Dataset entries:
**********
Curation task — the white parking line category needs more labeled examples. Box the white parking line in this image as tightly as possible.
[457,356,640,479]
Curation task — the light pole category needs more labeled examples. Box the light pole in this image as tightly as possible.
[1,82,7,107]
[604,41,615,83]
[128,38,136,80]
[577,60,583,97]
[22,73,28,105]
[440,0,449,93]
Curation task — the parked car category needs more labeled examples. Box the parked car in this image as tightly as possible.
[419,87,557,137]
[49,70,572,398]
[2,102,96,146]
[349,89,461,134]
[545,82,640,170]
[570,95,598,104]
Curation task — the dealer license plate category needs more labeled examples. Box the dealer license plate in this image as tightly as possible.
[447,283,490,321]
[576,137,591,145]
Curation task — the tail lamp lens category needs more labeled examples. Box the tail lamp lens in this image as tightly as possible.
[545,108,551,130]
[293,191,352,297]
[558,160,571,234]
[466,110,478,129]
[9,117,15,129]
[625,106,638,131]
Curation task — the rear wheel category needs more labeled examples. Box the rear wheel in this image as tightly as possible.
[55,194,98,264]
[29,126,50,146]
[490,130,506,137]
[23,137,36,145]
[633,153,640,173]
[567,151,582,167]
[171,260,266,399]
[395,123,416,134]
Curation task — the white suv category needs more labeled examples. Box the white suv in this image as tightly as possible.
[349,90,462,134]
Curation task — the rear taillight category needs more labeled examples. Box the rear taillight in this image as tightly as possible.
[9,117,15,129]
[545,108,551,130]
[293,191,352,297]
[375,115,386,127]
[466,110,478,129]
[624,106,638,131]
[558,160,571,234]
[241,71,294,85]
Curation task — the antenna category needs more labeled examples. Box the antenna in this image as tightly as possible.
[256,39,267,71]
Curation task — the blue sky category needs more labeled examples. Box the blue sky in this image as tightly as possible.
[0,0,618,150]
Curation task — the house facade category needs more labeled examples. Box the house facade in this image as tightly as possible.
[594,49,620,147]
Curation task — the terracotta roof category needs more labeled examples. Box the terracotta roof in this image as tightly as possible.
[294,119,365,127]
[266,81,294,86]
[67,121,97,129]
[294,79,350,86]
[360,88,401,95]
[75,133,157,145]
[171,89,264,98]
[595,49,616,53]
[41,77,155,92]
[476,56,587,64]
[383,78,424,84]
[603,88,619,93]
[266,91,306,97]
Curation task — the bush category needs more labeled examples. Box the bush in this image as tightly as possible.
**********
An exact copy of every record is needed, so retype them all.

Curation task — the white parking line category needs more labeled examples. Box the white parking line in this image as tightly as possible.
[457,356,640,479]
Curation task — the light pole category needs more labeled examples. Box the light pole in this image as tightly as possible.
[1,82,7,107]
[604,41,615,83]
[128,38,136,80]
[577,60,583,97]
[22,73,28,105]
[440,0,449,93]
Curation task — the parked car category needs more labeled examples. Box the parked car in this image as tightly as possible.
[419,87,557,137]
[49,70,572,398]
[2,102,96,146]
[349,89,461,134]
[545,82,640,170]
[570,95,598,104]
Curation task — the dealer license plate category needs more labeled examples. Box the dealer license plate in this image as tightly as possible.
[447,283,490,321]
[576,137,591,145]
Curation task — the tail lamp lens category needs more labeled examples. Box the tail lamp lens in this image as tightly as possible.
[545,108,551,130]
[293,191,352,297]
[558,160,571,234]
[466,110,478,129]
[9,117,15,129]
[625,106,638,131]
Curation task — the rear wheel category needs more labeled examples. Box the rear wheel in this image as tightly as possible.
[55,194,98,264]
[29,126,50,146]
[490,130,506,137]
[23,137,36,145]
[633,153,640,173]
[567,151,582,167]
[171,260,266,399]
[395,123,416,134]
Curation task — the white suv category needs more labeled examples. Box the white suv in this image as tightly as possible.
[349,90,462,134]
Curation task — the rear taillight category needs more labeled examples. Box the rear taillight in this image as tightly as possible.
[9,117,15,129]
[545,108,551,130]
[293,191,352,297]
[375,115,386,127]
[466,110,478,129]
[624,106,638,131]
[558,160,571,234]
[241,71,294,85]
Curation task — the antenna category needs more labeled examples. Box the antenna in this image as tightly as possible.
[256,39,267,71]
Curation task — the blue sky category needs more labeled examples. Box the blue sky in this image as tightly as possible.
[0,0,618,150]
Curation task — the house facade category needs more labeled examples. Box the house facade in this image as tightly as possible.
[594,49,620,147]
Curation task — the terracotta roof category needs more labeled examples. Box the terracotta roof in this image as tightly as possible.
[294,119,365,127]
[266,81,294,86]
[67,121,97,129]
[294,79,350,86]
[360,88,401,95]
[75,133,157,145]
[171,89,264,98]
[595,49,616,53]
[41,77,155,92]
[476,56,587,64]
[383,78,424,84]
[603,88,619,93]
[266,91,306,97]
Curation task — the bush category needs more labeled examples. Box the bush in this image as tightly as possible.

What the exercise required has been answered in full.